• **WORK TO BE COMPLETED**
Rewrite the data below from the line containing "of the wooden" through the last line of the data, both ends included, keeping the requests unchanged. Multiply every pixel coordinate in the answers by 1.15 and round each to a whole number, with halves rounding up.
▼▼▼
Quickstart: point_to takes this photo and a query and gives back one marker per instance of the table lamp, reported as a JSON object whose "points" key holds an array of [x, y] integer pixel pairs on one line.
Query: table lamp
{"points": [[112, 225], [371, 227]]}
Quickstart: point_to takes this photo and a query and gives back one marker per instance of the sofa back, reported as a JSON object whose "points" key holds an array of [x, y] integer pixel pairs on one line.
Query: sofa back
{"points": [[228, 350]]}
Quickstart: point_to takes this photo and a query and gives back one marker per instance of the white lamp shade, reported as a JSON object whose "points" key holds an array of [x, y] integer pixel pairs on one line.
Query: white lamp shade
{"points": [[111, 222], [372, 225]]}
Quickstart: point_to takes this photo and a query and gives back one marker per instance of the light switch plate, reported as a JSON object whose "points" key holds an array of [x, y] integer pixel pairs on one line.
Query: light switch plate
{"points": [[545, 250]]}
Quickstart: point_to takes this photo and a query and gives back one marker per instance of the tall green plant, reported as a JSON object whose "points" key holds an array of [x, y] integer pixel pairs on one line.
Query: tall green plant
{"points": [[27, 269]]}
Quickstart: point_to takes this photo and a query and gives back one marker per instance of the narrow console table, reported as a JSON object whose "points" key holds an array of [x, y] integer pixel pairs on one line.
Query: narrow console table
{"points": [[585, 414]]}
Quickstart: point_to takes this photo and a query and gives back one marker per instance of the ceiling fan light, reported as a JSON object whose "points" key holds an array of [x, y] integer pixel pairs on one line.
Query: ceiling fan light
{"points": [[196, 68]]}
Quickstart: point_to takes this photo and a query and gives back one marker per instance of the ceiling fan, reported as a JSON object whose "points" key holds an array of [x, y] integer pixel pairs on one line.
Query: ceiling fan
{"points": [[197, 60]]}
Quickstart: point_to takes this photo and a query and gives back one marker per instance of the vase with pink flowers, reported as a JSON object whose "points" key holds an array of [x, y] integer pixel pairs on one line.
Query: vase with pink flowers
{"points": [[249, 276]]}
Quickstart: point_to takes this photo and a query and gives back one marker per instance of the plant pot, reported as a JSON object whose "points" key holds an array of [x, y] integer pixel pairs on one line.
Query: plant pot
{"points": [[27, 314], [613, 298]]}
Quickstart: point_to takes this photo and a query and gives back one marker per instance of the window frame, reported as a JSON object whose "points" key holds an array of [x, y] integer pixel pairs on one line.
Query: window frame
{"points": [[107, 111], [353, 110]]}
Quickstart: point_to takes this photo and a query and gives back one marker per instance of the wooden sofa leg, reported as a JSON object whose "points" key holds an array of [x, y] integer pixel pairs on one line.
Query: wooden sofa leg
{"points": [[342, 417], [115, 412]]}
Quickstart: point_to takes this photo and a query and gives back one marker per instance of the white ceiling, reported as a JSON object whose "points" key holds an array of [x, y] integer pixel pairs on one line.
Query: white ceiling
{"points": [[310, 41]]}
▲▲▲
• **EXERCISE SOLUTION**
Quickstart: point_to takes this photo and a query and gives back one marker per instance of the wooden sofa leg, reported as a JSON object whose "points" key holds an array of [x, y] integer pixel pairs on one line.
Query: wooden sofa leg
{"points": [[393, 480], [132, 474]]}
Quickstart: point_to takes this photo and a query and gives back one marker per instance of the white ceiling, reported as a JSON object whose "points" key holds an array of [x, y] integer pixel pairs on one line.
Query: white ceiling
{"points": [[357, 47]]}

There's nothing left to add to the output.